## 課題
1) リハビリテーションの解説文で、障害受容への援助を在宅復帰への対応として積極的に推し進めるべきだとされる理由を、1～3文で説明すること。
2) リハビリテーションの解説文を、最後の文の後から続けて書いてください。

①医学的リハビリテーション、②教育リハビリテーション、③職業リハビリテーション、④社会的リハビリテーション

医学的リハビリテーションとは、病院や診療所などの医療機関で行われる、障害がある人のリハビリテーションの過程において、保健・医療などの医学的なことに対応する領域である。

1.× 廃用症候群の予防は、医学的リハビリテーションで、維持期(在宅)での対応である。廃用症候群とは、病気やケガなどの治療のため、長期間にわたって安静状態を継続することにより、身体能力の大幅な低下や精神状態に悪影響をもたらす症状のこと。廃用症候群の進行は速く、特に高齢者はその現象が顕著である。1週間寝たままの状態を続けると、10~15%程度の筋力低下が見られることもある。

2.〇 正しい。障害受容への援助は、医学的リハビリテーションで、在宅復帰への対応として積極的に推し進めるべきことである。なぜなら、在宅復帰にあたり、障害受容の過程は、リハビリテーションの内容だけでなく、目標にもかかわる重要な点であるため。

3.× 職業訓練は、「医学的」ではなく職業リハビリテーションである。職業リハビリテーションとは、障害者が適当な雇用に就き、それを継続し、かつ、それにおいて向上することができるようにすること及びそれにより障害者の社会への統合又は再統合を促進することを目的とされているリハビリテーションである。

## 表示情報
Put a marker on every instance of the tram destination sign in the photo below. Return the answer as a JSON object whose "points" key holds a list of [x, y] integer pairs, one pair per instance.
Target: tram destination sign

## 演習結果
1) 在宅復帰にあたり、障害受容の過程は、リハビリテーションの内容だけでなく目標にもかかわる重要な点であるためである。

2)
4.× 麻痺の改善は、医学的リハビリテーションで、急性期(入院初期)での対応である。在宅復帰への対応の時期として、麻痺が完全に回復しない場合は、代償する生活方法や手段を考慮することが多い。したがって、在宅復帰では、麻痺の改善よりも、現存する機能を最大限に活用し、ADLを維持することが重要である。

障害受容の過程とは?

障害受容の過程は、「ショック期→否認期→混乱期→解決への努力期(再起)→受容期」の順に現れる。5段階のプロセスは順序通りに進むわけはなく、また障害受容に至らない障害者も存在する。

①ショック期:感情が鈍磨した状態
②否認期:現実に起こった障害を否認する
③混乱期:攻撃的あるいは自責的な時期
④解決への努力期(再起):自己の努力を始める時期
⑤受容期:新しい価値観や生きがいを感じる時期

 

 

 

 

 

問題87 サルコペニアで必ず減少するのはどれか。

1.骨密度
2.骨格筋量
3.循環血流量
4.脂肪量

解答

解説
1.× 骨密度の減少は、骨粗鬆症にみられる。ちなみに、骨粗鬆症とは、骨量が減って骨が弱くなり、骨折しやすくなる病気である。原因として、閉経による女性ホルモンの低下や運動不足・喫煙・飲酒・栄養不足・加齢などである。骨粗鬆症の患者は、わずかな外力でも容易に圧迫骨折(特に胸腰椎)、大腿骨頚部骨折、橈骨遠位端骨折を起こしやすい(※参考:「骨粗鬆症」日本整形外科学会様HPより)。

2.〇 正しい。骨格筋量は、サルコペニアで必ず減少する。サルコペニアとは、ギリシャ語で「サルコ(sarco)=筋肉」と喪失を意味する「ペニア(penia)=喪失」をあわせた造語である。加齢により全身の筋肉量と筋力が自然低下し、身体能力が低下した状態と定義されている。一次性サルコペニアと二次性サルコペニアに分類され、一次性(原発性)は加齢による筋肉量減少が原因とされるものである。一方で、二次性サルコペニアは、活動・栄養・疾患に関するもののことをいう。つまり、廃用症候群は、低活動が原因であるため二次性サルコペニアに分類される。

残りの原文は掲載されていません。